§ DATASET EXCERPTS:
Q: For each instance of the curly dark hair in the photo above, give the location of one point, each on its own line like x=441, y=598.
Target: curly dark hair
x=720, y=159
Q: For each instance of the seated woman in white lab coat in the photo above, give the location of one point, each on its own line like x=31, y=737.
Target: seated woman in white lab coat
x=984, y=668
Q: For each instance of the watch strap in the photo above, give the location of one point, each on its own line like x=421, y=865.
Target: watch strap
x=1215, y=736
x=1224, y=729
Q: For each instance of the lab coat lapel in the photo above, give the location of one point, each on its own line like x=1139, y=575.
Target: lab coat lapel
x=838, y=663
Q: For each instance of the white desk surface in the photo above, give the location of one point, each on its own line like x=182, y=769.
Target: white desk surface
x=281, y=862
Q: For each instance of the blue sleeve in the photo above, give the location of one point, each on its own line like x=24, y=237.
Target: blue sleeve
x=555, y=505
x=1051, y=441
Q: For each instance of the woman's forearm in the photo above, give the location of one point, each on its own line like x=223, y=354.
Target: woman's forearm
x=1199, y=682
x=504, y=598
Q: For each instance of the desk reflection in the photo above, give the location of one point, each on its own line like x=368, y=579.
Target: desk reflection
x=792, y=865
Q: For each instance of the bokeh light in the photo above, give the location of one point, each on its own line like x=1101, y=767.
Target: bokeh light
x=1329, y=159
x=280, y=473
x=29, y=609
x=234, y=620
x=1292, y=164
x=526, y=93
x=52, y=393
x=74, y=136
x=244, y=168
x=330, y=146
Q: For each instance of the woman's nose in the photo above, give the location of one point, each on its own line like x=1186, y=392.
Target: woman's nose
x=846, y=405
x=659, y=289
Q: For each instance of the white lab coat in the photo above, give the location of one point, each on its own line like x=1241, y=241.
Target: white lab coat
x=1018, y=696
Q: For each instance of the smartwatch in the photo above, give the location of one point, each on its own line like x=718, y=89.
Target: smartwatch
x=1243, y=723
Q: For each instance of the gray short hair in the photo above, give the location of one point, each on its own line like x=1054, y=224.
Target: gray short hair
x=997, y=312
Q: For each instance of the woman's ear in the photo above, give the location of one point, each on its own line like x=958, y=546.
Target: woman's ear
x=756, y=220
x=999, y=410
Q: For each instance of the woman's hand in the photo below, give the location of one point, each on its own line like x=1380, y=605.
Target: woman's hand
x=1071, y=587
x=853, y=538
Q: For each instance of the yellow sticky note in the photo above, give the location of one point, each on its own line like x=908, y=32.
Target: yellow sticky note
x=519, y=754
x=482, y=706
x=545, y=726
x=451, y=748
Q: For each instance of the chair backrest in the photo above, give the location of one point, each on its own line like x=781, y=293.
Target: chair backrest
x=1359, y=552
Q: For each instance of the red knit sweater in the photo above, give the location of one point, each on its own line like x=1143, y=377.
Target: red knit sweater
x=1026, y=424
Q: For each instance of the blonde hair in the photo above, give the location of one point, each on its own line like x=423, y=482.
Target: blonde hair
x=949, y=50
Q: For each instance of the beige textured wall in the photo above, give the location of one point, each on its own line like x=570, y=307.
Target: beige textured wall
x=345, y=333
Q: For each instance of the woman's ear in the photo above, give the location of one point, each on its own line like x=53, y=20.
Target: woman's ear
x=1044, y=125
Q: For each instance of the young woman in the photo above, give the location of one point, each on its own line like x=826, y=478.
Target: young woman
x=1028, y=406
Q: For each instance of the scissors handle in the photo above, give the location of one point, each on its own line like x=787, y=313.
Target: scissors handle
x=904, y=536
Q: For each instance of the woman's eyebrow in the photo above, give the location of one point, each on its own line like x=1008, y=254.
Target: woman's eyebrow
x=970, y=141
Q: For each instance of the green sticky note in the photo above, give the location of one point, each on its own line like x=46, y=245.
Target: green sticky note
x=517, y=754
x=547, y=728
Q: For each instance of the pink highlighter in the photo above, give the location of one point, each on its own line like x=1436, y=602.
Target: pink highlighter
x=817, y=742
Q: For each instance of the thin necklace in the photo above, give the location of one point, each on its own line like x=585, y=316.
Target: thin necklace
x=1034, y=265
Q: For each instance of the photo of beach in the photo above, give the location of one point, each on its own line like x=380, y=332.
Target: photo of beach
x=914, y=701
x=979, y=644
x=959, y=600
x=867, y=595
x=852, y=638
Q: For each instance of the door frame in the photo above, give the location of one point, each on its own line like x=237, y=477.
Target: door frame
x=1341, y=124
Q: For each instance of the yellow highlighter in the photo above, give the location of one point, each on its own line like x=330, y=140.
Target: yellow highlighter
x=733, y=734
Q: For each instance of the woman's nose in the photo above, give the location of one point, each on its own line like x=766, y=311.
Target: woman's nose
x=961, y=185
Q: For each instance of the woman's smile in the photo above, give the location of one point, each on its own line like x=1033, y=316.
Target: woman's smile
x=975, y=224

§ GOAL OF THE EXERCISE:
All lines in the listing above from the line containing "Q: For each instance of the smartwatch" to the line containing "Q: For each instance of the yellow sticky", inclusive, should be retyped exactly; no other lines should appear.

§ OUTPUT FOR THIS EXERCISE:
Q: For each instance of the smartwatch in the photo above, give the location of one point, each on its own line like x=718, y=89.
Target: smartwatch
x=1243, y=723
Q: For each instance of the gray short hair in the photo above, give the location of one point, each on its own line like x=1054, y=224.
Target: gray short hair
x=997, y=312
Q: For each instance of the woman's ear in the photo above, give the location of one point, each on its own line like x=958, y=546.
Target: woman's ear
x=756, y=220
x=999, y=410
Q: For each instance of the woman's hand in the photo below, give the location of one point, each on its own line like x=1380, y=605.
Target: woman's hand
x=1071, y=587
x=853, y=538
Q: For each instance of the yellow sticky note in the photo above, give the location of one point, each on its own line like x=908, y=32.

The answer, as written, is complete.